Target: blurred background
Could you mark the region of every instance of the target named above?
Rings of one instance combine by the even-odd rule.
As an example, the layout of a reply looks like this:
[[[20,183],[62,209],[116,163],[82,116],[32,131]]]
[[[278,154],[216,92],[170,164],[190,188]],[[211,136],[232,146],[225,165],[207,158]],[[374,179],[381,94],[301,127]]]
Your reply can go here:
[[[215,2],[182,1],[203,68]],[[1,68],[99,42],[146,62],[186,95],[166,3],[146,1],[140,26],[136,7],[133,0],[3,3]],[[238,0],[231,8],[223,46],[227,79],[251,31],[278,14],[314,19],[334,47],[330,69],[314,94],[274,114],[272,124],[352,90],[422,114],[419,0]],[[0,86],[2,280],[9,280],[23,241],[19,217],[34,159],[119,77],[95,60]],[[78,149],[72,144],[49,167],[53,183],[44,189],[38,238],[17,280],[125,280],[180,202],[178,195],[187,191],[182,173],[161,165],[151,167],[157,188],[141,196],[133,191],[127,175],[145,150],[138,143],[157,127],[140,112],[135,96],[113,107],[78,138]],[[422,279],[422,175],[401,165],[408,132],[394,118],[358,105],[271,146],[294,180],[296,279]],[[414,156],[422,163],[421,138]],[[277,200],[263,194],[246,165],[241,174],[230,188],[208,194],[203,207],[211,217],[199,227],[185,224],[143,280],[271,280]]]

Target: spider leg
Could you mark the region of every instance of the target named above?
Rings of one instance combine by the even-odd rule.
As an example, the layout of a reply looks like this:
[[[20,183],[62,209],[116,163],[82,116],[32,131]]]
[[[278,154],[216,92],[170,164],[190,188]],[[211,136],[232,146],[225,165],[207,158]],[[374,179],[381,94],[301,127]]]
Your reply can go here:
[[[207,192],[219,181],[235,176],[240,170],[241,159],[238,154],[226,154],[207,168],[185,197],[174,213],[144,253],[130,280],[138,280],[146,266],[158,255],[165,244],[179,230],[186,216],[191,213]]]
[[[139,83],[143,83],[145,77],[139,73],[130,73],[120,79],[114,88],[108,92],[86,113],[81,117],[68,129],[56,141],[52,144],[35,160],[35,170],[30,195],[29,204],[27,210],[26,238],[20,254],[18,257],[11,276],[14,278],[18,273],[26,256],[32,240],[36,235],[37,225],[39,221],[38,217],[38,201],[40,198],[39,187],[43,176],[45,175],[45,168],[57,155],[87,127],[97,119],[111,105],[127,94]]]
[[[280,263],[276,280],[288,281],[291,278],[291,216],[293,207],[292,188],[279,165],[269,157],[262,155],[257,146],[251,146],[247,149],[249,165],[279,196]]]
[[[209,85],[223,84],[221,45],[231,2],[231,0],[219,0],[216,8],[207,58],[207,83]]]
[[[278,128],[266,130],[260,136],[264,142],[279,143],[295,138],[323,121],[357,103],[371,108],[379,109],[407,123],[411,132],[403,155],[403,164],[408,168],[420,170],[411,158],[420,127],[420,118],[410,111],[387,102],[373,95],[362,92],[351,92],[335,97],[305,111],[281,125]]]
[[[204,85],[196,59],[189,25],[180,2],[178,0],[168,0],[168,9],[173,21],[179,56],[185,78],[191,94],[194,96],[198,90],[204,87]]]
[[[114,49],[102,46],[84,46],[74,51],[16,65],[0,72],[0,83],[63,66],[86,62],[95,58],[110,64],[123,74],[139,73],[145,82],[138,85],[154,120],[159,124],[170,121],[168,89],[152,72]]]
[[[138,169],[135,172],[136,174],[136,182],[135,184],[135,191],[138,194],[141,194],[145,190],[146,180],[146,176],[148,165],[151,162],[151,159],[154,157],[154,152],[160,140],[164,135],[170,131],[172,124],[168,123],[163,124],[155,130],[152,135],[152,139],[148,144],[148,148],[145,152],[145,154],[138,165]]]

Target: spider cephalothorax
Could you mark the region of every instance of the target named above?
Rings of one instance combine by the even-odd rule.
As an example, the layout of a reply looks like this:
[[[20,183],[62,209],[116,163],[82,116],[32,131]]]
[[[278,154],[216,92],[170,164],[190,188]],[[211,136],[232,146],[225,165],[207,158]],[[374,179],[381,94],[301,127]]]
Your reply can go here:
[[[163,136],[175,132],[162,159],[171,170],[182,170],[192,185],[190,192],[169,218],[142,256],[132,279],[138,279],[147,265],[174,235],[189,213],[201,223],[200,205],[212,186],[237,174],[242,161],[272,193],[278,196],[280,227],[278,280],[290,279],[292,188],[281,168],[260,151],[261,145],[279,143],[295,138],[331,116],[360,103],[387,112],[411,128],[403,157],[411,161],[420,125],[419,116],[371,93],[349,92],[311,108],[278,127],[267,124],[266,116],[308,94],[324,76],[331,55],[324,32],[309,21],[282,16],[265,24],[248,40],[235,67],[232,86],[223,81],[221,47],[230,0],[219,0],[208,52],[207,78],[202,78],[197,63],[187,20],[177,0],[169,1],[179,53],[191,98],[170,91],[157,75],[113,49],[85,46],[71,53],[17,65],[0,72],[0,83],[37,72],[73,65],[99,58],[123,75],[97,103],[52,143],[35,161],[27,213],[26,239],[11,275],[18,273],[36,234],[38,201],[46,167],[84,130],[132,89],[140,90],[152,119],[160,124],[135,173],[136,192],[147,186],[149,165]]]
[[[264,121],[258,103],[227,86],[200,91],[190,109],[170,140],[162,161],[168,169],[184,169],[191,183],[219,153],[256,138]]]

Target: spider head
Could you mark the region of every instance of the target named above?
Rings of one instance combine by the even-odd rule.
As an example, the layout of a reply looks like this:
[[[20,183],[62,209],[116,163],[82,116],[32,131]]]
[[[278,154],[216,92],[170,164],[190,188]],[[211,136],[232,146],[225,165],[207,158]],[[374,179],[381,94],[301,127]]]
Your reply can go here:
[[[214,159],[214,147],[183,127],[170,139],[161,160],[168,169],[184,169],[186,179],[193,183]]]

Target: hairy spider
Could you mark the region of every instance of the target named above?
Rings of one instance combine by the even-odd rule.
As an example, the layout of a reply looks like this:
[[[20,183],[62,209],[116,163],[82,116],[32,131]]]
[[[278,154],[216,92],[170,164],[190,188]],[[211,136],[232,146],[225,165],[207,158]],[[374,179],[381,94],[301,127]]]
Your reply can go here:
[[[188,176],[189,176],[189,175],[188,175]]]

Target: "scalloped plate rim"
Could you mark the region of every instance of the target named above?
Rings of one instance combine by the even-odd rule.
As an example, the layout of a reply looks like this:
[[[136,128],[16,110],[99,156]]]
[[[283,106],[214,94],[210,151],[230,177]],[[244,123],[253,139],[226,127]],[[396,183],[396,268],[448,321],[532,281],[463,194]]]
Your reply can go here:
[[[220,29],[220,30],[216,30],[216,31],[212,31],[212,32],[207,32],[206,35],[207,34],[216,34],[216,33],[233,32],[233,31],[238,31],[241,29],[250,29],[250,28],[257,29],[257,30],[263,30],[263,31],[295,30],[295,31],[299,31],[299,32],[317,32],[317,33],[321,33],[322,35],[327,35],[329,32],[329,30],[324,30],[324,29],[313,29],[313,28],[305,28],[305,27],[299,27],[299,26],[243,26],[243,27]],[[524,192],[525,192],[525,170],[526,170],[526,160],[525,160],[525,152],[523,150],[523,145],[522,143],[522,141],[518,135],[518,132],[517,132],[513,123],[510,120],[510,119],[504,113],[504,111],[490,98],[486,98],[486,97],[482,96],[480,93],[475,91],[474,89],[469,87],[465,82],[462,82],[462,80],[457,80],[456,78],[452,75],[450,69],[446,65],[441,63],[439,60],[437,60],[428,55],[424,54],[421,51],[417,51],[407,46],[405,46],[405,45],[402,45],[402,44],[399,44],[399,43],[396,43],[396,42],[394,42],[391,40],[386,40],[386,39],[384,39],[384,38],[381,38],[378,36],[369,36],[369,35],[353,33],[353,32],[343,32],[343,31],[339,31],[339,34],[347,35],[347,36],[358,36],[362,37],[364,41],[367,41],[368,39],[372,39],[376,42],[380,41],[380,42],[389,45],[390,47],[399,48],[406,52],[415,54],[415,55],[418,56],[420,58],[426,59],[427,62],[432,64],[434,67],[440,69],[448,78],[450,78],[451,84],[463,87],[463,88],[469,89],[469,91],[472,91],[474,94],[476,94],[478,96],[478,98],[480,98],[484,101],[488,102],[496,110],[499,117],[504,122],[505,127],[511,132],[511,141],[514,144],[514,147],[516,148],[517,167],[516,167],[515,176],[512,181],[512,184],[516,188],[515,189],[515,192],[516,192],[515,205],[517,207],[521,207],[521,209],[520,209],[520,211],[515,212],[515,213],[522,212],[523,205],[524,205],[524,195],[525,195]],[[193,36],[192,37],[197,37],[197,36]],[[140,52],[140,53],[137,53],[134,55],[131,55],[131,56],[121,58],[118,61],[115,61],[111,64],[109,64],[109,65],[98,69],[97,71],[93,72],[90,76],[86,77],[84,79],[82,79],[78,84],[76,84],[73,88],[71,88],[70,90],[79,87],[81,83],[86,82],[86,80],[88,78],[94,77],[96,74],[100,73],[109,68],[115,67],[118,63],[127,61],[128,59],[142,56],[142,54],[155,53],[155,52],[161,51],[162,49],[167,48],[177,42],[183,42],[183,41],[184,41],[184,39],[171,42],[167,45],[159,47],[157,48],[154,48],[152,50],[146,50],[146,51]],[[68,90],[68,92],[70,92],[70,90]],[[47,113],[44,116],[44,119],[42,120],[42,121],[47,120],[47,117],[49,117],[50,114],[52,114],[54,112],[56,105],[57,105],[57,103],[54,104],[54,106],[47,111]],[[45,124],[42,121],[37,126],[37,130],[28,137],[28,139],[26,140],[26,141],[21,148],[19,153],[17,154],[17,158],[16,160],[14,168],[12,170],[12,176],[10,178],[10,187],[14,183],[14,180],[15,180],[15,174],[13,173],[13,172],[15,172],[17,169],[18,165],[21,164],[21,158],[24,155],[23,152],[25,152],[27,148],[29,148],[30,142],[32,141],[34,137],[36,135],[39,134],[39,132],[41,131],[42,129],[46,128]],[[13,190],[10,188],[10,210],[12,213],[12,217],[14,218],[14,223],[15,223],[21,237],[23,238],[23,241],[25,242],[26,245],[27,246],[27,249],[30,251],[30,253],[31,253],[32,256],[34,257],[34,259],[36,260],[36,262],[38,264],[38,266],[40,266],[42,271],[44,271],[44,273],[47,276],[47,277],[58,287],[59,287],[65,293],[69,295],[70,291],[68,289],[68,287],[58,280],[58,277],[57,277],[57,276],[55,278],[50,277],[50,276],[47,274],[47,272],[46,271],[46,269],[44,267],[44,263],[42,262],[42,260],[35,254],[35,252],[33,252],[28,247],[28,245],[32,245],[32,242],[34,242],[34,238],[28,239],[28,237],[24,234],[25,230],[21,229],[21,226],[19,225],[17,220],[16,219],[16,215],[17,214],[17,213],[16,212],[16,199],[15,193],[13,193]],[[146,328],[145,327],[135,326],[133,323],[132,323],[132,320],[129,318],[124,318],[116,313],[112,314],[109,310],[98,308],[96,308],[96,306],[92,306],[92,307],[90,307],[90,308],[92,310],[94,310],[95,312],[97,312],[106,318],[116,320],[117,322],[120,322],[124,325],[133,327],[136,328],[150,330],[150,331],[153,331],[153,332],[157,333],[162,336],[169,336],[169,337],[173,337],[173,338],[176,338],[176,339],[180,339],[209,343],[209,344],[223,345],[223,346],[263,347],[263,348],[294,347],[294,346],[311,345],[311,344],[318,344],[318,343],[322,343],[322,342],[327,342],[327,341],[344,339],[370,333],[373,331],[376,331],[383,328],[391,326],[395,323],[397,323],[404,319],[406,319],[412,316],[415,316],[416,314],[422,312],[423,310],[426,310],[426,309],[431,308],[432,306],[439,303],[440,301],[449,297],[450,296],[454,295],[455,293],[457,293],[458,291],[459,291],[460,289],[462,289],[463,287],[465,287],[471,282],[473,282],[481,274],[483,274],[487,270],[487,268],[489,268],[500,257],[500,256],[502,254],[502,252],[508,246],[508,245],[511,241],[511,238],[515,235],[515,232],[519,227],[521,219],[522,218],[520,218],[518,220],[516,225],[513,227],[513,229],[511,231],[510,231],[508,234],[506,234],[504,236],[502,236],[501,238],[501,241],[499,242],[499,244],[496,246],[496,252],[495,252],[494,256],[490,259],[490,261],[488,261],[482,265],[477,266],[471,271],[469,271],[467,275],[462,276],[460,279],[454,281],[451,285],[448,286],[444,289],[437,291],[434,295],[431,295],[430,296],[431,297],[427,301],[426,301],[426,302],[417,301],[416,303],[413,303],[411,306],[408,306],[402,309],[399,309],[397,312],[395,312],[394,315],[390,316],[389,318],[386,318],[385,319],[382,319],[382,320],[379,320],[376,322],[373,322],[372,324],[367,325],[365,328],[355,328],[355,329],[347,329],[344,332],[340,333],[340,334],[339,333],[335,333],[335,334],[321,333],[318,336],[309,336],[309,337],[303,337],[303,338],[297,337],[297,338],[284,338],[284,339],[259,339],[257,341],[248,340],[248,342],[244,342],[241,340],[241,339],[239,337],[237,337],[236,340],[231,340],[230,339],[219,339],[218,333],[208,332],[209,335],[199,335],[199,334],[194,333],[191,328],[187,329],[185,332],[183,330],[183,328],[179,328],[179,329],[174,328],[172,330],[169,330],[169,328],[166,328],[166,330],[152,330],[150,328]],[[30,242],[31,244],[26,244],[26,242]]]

*-*-*

THE REQUEST: Shift each coordinate in the answers by adding 120 to it, then write out every line from the line with "Target: hairy spider" up to and including the line with "[[[188,176],[189,176],[189,175],[188,175]]]". Keep all other lines in that span as they are, since only the answer coordinates change.

TASK RESULT:
Target: hairy spider
Could you mark the region of every instance of the target named above?
Rings of one instance combine by the even-odd rule.
As an example, the layout of a reply looks like this:
[[[20,183],[62,209],[116,163],[82,116],[32,131]]]
[[[278,154],[216,92],[170,164],[190,188]],[[211,136],[232,146],[225,165],[207,158]],[[374,179],[381,94],[301,127]]]
Your reply can go here:
[[[308,296],[309,296],[309,295],[308,295]]]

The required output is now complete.